======== Information ========
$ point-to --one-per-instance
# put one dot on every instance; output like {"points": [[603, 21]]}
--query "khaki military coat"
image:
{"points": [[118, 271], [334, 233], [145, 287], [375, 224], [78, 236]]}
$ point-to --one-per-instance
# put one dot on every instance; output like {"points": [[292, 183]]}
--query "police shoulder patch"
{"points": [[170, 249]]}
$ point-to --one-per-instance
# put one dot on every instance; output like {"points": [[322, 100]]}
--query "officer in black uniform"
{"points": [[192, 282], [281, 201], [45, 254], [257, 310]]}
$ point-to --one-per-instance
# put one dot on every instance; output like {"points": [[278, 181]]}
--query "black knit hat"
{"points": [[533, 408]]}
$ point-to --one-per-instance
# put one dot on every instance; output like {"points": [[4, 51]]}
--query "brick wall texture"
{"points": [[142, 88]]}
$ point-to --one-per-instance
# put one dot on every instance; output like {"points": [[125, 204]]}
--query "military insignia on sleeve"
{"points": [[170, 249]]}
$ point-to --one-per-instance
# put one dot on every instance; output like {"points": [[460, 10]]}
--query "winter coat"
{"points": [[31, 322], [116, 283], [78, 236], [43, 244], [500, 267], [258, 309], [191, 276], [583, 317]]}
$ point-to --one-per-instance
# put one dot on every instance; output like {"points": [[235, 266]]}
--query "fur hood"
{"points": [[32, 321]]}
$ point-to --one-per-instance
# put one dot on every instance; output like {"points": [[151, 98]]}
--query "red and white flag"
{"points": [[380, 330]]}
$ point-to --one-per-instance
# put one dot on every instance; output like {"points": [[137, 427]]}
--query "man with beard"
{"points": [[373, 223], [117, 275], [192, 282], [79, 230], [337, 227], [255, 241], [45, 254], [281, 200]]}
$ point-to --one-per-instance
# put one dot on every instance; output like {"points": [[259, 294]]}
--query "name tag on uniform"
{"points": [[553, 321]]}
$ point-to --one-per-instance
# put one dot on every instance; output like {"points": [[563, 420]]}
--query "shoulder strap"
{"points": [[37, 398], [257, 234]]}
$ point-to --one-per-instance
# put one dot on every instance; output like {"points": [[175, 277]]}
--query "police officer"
========
Repeat the listing above exactly, line for line.

**Finished exercise:**
$ point-to --one-per-instance
# put one dot on every instance; output like {"points": [[603, 21]]}
--query "khaki military coat"
image:
{"points": [[118, 271], [334, 233], [145, 287], [375, 224], [78, 236]]}
$ point-to --one-per-instance
# put one dot on every instance; output like {"points": [[292, 183]]}
--query "police shoulder patch"
{"points": [[170, 249]]}
$ point-to --one-per-instance
# put one dot on every instance; output like {"points": [[322, 100]]}
--query "officer in black uniform"
{"points": [[192, 282], [281, 201], [45, 254], [257, 310]]}
$ point-to --one-per-instance
# put one dot on every instance; output like {"points": [[278, 181]]}
--query "black knit hat"
{"points": [[533, 408]]}
$ point-to --one-per-instance
# put one dot on every instance; output like {"points": [[4, 51]]}
--query "brick wall texture"
{"points": [[142, 88]]}
$ point-to --one-per-instance
# put one dot on every instance; output like {"points": [[125, 204]]}
--query "military insignia on sleeve"
{"points": [[170, 249]]}
$ point-to --one-per-instance
# put one dot on every instance; output like {"points": [[460, 10]]}
--query "winter coat"
{"points": [[31, 322], [116, 283], [78, 236], [43, 244], [500, 267], [258, 309], [191, 276], [583, 317]]}
$ point-to --one-per-instance
# put one dot on every instance; output like {"points": [[235, 266]]}
--query "fur hood"
{"points": [[32, 321]]}
$ point-to --one-per-instance
# put one dot on every instance; output like {"points": [[151, 98]]}
--query "red and white flag"
{"points": [[380, 330]]}
$ point-to --one-per-instance
# put one dot on every instance; output like {"points": [[137, 427]]}
--query "man with beard"
{"points": [[373, 223], [117, 275], [192, 282], [79, 230], [337, 227], [255, 241], [45, 254], [281, 200]]}
$ point-to --one-per-instance
# put one dot on every instance; output like {"points": [[259, 294]]}
--query "name tag on uniform"
{"points": [[553, 321]]}
$ point-to --one-per-instance
# put one dot on every instance; output like {"points": [[563, 420]]}
--query "shoulder strap"
{"points": [[37, 398], [257, 234]]}
$ point-to --one-per-instance
# put one dot on every instance; output like {"points": [[175, 277]]}
--query "police officer"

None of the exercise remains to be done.